──────── Recorded data ────────
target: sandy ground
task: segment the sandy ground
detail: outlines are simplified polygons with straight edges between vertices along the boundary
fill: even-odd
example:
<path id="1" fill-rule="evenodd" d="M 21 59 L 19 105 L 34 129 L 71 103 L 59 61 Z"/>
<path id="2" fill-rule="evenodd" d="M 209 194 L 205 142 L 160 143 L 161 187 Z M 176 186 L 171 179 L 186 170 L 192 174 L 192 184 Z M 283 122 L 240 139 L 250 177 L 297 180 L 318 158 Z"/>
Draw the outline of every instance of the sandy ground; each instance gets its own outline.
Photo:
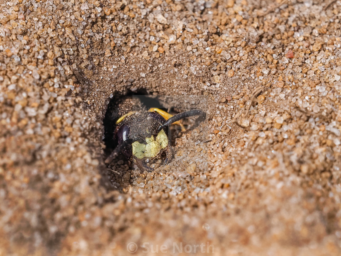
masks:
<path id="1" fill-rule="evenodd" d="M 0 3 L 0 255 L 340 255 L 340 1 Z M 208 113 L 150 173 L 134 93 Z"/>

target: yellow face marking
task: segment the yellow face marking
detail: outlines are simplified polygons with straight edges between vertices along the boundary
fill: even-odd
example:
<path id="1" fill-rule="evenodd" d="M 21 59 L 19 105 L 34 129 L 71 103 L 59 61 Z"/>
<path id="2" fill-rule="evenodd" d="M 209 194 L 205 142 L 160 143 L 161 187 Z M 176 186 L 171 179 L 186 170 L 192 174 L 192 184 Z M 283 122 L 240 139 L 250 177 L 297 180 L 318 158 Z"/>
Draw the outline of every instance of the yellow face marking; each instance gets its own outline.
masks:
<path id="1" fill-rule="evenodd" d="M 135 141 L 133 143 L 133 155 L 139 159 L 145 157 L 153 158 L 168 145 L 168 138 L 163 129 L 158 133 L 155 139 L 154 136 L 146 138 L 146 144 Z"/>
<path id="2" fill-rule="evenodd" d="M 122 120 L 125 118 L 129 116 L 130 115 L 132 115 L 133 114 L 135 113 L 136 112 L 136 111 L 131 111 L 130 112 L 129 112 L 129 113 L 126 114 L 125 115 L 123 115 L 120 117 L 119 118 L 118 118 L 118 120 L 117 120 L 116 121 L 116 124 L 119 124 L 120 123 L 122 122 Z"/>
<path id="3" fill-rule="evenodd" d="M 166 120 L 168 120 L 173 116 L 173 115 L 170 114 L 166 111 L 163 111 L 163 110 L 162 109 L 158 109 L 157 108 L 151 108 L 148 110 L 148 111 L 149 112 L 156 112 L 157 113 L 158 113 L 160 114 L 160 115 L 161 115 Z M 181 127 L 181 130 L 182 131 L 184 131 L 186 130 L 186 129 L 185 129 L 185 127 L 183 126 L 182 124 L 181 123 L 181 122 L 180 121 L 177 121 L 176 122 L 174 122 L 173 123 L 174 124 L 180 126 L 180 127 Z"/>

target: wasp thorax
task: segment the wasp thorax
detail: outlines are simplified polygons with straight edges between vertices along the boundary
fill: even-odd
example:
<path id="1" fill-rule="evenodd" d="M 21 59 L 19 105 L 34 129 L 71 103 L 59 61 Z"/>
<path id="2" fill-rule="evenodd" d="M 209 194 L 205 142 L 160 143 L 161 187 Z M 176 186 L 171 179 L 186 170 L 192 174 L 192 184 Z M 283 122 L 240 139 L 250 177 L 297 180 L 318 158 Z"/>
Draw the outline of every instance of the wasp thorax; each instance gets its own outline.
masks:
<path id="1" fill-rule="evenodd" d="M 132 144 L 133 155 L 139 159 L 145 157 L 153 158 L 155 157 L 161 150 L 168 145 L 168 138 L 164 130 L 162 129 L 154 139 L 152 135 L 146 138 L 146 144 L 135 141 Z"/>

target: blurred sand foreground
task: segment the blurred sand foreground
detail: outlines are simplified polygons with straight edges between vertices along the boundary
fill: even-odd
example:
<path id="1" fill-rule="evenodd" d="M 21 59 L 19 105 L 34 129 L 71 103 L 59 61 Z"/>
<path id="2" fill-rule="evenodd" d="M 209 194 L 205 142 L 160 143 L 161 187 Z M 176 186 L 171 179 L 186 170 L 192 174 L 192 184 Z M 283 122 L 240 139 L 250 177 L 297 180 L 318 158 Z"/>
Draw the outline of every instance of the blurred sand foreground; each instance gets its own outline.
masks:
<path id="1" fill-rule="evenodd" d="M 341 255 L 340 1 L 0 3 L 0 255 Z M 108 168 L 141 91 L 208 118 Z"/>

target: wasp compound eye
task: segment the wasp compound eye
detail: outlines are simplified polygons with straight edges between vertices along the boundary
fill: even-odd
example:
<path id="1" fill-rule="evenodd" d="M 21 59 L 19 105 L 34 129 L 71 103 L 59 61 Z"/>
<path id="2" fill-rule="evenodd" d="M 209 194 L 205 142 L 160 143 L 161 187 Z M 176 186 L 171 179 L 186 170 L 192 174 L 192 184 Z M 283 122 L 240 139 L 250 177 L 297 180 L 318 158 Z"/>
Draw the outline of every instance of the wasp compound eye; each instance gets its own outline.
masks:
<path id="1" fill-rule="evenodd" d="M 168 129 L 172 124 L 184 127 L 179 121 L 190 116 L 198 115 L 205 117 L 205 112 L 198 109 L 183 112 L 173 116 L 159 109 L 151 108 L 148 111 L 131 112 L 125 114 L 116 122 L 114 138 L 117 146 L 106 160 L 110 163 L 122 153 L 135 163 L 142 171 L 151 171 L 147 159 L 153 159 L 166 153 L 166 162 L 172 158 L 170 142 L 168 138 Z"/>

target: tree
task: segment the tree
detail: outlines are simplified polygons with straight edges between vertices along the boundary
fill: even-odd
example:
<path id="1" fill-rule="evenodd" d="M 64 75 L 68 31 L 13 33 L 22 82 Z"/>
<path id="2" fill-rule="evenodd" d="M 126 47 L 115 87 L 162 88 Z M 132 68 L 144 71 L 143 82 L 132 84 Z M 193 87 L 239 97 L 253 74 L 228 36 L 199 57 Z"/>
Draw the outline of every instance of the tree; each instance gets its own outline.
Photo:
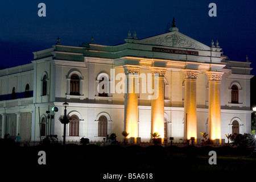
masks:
────────
Rewrite every line of the items above as a Markdown table with the columns Row and Line, numbering the rows and skipping blank lines. Leave the pictures out.

| Row | Line |
|---|---|
| 1 | target: sandy ground |
| 2 | task: segment the sandy ground |
| 3 | detail: outlines are simplified polygons with straight edges between vertices along the boundary |
| 4 | fill: even-odd |
| 5 | example: |
| 6 | <path id="1" fill-rule="evenodd" d="M 21 59 L 19 105 L 34 129 L 71 103 L 59 61 Z"/> |
| 7 | <path id="2" fill-rule="evenodd" d="M 209 194 L 205 142 L 160 143 L 161 187 Z M 176 186 L 171 179 L 186 170 L 192 174 L 192 184 Z M 283 122 L 240 139 L 250 177 L 297 180 L 318 158 Z"/> |
| 8 | Draw the outline of every instance of the sandy ground; each instance gets its own outline. |
| 9 | Photo: |
| 10 | masks: |
| 11 | <path id="1" fill-rule="evenodd" d="M 0 3 L 0 255 L 340 255 L 340 1 Z M 208 113 L 150 173 L 134 93 Z"/> |
| 12 | target: yellow face marking |
| 13 | task: segment the yellow face marking |
| 14 | detail: outlines are simplified polygons with straight edges between vertices along the boundary |
| 15 | fill: even-odd |
| 16 | example: |
| 17 | <path id="1" fill-rule="evenodd" d="M 21 59 L 19 105 L 34 129 L 71 103 L 59 61 Z"/> |
| 18 | <path id="2" fill-rule="evenodd" d="M 209 194 L 205 142 L 160 143 L 161 187 Z M 176 186 L 171 179 L 186 170 L 192 174 L 192 184 Z M 283 122 L 240 139 L 250 177 L 297 180 L 318 158 Z"/> |
| 19 | Draw the outline of every instance of the yellow face marking; each instance gets its own outline. |
| 20 | masks: |
| 21 | <path id="1" fill-rule="evenodd" d="M 135 141 L 133 143 L 133 155 L 139 159 L 145 157 L 153 158 L 168 145 L 168 138 L 163 129 L 158 133 L 155 139 L 154 136 L 146 138 L 146 144 Z"/> |
| 22 | <path id="2" fill-rule="evenodd" d="M 122 120 L 125 118 L 129 116 L 130 115 L 132 115 L 133 114 L 135 113 L 136 112 L 136 111 L 131 111 L 130 112 L 129 112 L 129 113 L 126 114 L 125 115 L 123 115 L 120 117 L 119 118 L 118 118 L 118 120 L 117 120 L 116 121 L 116 124 L 119 124 L 120 123 L 122 122 Z"/> |
| 23 | <path id="3" fill-rule="evenodd" d="M 166 120 L 168 120 L 173 116 L 173 115 L 170 114 L 166 111 L 163 111 L 163 110 L 162 109 L 158 109 L 157 108 L 151 108 L 148 110 L 148 111 L 149 112 L 156 112 L 157 113 L 158 113 L 160 114 L 160 115 L 161 115 Z M 181 127 L 181 130 L 182 131 L 184 131 L 186 130 L 186 129 L 185 129 L 185 127 L 183 126 L 182 124 L 181 123 L 181 122 L 180 121 L 177 121 L 176 122 L 174 122 L 173 123 L 174 124 L 180 126 L 180 127 Z"/> |
| 24 | target: wasp thorax |
| 25 | task: segment the wasp thorax |
| 26 | detail: outlines are simplified polygons with straight edges between vertices along the boundary |
| 27 | fill: even-odd |
| 28 | example: |
| 29 | <path id="1" fill-rule="evenodd" d="M 21 59 L 19 105 L 34 129 L 71 103 L 59 61 Z"/> |
| 30 | <path id="2" fill-rule="evenodd" d="M 209 194 L 205 142 L 160 143 L 161 187 Z M 176 186 L 171 179 L 186 170 L 192 174 L 192 184 Z M 283 122 L 240 139 L 250 177 L 297 180 L 318 158 Z"/> |
| 31 | Draw the outline of every instance of the wasp thorax; each instance gets its own outline. |
| 32 | masks: |
| 33 | <path id="1" fill-rule="evenodd" d="M 132 144 L 133 155 L 139 159 L 145 157 L 153 158 L 155 157 L 161 150 L 168 145 L 168 138 L 164 130 L 162 129 L 154 139 L 152 135 L 146 138 L 146 144 L 135 141 Z"/> |
| 34 | target: blurred sand foreground |
| 35 | task: segment the blurred sand foreground |
| 36 | detail: outlines are simplified polygons with straight edges between vertices along the boundary |
| 37 | fill: even-odd |
| 38 | example: |
| 39 | <path id="1" fill-rule="evenodd" d="M 21 59 L 19 105 L 34 129 L 71 103 L 59 61 Z"/> |
| 40 | <path id="2" fill-rule="evenodd" d="M 209 194 L 205 142 L 160 143 L 161 187 Z M 176 186 L 171 179 L 186 170 L 192 174 L 192 184 Z M 283 122 L 240 139 L 250 177 L 297 180 L 318 158 Z"/> |
| 41 | Draw the outline of every instance of the blurred sand foreground; each instance gets its own outline. |
| 42 | masks: |
| 43 | <path id="1" fill-rule="evenodd" d="M 341 255 L 340 1 L 0 3 L 0 255 Z M 108 168 L 141 91 L 208 118 Z"/> |
| 44 | target: wasp compound eye |
| 45 | task: segment the wasp compound eye |
| 46 | detail: outlines are simplified polygons with straight edges between vertices along the boundary |
| 47 | fill: even-odd |
| 48 | example: |
| 49 | <path id="1" fill-rule="evenodd" d="M 21 59 L 19 105 L 34 129 L 71 103 L 59 61 Z"/> |
| 50 | <path id="2" fill-rule="evenodd" d="M 209 194 L 205 142 L 160 143 L 161 187 Z M 176 186 L 171 179 L 186 170 L 192 174 L 192 184 Z M 283 122 L 240 139 L 250 177 L 297 180 L 318 158 Z"/> |
| 51 | Draw the outline of every instance of the wasp compound eye; each instance gets its own outline. |
| 52 | masks: |
| 53 | <path id="1" fill-rule="evenodd" d="M 168 129 L 172 124 L 184 127 L 179 121 L 190 116 L 198 115 L 205 117 L 205 112 L 198 109 L 183 112 L 173 116 L 159 109 L 151 108 L 148 111 L 131 112 L 125 114 L 116 122 L 114 138 L 117 146 L 106 160 L 110 163 L 122 153 L 135 163 L 142 171 L 151 171 L 147 159 L 153 159 L 166 153 L 166 162 L 172 158 L 170 142 L 168 138 Z"/> |
| 54 | target: tree |
| 55 | task: segment the tree |
| 56 | detail: outlines are simplified polygons with straight edges between vertices along the boundary |
| 57 | fill: even-odd |
| 58 | example: |
| 59 | <path id="1" fill-rule="evenodd" d="M 64 75 L 68 31 L 13 33 L 22 82 Z"/> |
| 60 | <path id="2" fill-rule="evenodd" d="M 126 47 L 115 87 L 162 88 Z M 132 68 L 144 71 L 143 82 L 132 84 Z M 193 87 L 239 97 L 253 74 L 228 36 L 199 57 Z"/> |
| 61 | Draw the outline of every instance of the tree; each instance gets its own outline. |
| 62 | Photo: |
| 63 | masks: |